▸ **Passage for review**:
The Covid wave fueled by the omicron BA.5 surge is finally starting to ebb in the UK and in some of the harder-hit parts of the US. But why? It’s no longer tenable to argue that disease waves peak and fall primarily because people start taking precautions. People, especially in these two countries, are taking fewer precautions all the time.
Scientists are starting to get a handle on the complex factors that drive waves up and down. Behavior patterns are just one small factor. Changing seasons, new contact patterns and waning immunity can drive waves up, and growing immunity can drive them back down.
For policy makers and scientists, a better understanding of the factors driving pandemic waves would take some of the guesswork out of forecasting and decision-making, such as the commitment to create a booster aimed at BA.5 this fall. Will BA.5 be replaced by then? Or will it resurge in a second wave? Being able to answer these kinds of questions might finally allow politicians and public health officials to get the pandemic under control.
University of Vermont network theorist Laurent Hebert-Dufresne compares each wave to a wildfire burning itself out when it runs out of fuel. Because most people who are infected retain immunity for a few weeks and some for a few months, the disease can — temporarily — run out of people to infect.
And the threshold needed to curb a wave might be lower than we thought. In 2020, the conventional wisdom was that only masks, social distancing and isolation could drive cases down unless herd immunity was reached after the vast majority of people got sick. But a few disease modelers, such as Gabriela Gomes of the University of Strathclyde in Scotland and Tom Britton of the University of Stockholm, predicted that cases might collapse much sooner — after less than a third of the population was infected — because there was a lot of heterogeneity in susceptibility to infection. It was seen as heresy at the time, but turned out to be at least partly right.
In a recent Substack post, physician Eric Topol of Scripps Research uses the term “immunity wall” to collectively describe the various factors that might cause pandemic waves to fall. It’s more complicated than how many people have been infected, vaccinated or both. The bricks in a population’s immunity wall also include which variant previously circulated, when people got vaccinated, the population’s age and overall health, as well as other factors.
And that’s at the national level. Due to variation in the human immune system, some people get longer-lasting protection from their vaccines or previous infections. Waning immunity is a real problem, but it’s far from uniform or universal.
What classic disease modeling can say is that waves that rise fast tend to collapse quickly, said Vermont’s Hebert-Dufresne. That happened with the first omicron wave — the sharpness of the infection curve in the winter of 2021 was surprising, but typical for a very contagious virus. The original US wave in the spring of 2020 was the unusual one because it changed people’s behavior so much.
Bringing back the fire analogy, restricting the amount of contact people had during the initial 2020 wave brought cases down — slowly — but left lots of susceptible people who were then infected during bigger fall and winter waves.
Seasonality adds another layer of complexity. Humidity might make the virus harder to spread in the summer, so winter can bring new waves with dryer air, kids going back to school, and millions of people attending parties and traveling around the winter holidays. It’s clear that the emergence of a new variant such as delta or BA.5 can lead to a big summer wave, though perhaps those waves would have been even bigger had they hit during the winter.
It’s also vital to remember that the amount of testing we do also affects the shape of Covid waves — especially the lack of available tests early in the pandemic and lack of interest in getting tested in this latest wave, said Hebert-Dufresne. That’s another layer of complexity making it hard to know what’s going on now, and hard to predict what will come next. And there are also elements of chance that figure into where outbreaks occur — even air currents in a room can influence who gets infected and who doesn’t.

▸ **Your goal**: From the article on Covid waves, copy the part beginning with "And that’s at" and ending with "uniform or universal.", swapping "protection" for "defense".

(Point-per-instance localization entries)
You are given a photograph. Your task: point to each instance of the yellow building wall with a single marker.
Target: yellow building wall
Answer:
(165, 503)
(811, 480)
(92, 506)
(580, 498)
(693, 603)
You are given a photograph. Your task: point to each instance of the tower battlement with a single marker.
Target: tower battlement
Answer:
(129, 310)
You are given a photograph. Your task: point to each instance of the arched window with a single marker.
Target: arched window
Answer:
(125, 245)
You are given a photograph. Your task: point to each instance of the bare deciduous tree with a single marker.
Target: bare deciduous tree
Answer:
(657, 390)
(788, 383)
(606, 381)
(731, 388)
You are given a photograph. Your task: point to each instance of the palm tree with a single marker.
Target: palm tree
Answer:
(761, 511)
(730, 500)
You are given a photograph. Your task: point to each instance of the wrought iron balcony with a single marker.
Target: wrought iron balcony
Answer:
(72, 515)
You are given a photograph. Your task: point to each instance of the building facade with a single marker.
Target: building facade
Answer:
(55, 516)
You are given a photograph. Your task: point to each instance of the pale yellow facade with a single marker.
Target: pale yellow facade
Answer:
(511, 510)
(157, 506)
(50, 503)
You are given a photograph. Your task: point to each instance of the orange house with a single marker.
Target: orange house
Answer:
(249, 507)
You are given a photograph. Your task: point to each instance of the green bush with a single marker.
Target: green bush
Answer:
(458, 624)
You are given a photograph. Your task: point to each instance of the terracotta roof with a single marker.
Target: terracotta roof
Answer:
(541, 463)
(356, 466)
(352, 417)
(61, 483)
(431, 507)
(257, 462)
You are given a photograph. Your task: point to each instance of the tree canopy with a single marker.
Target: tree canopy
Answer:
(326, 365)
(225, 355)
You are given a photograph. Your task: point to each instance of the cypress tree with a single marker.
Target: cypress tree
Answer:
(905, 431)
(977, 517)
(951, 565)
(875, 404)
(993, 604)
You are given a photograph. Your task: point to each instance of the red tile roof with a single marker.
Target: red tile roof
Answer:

▸ **Exercise output**:
And that’s at the national level. Due to variation in the human immune system, some people get longer-lasting defense from their vaccines or previous infections. Waning immunity is a real problem, but it’s far from uniform or universal.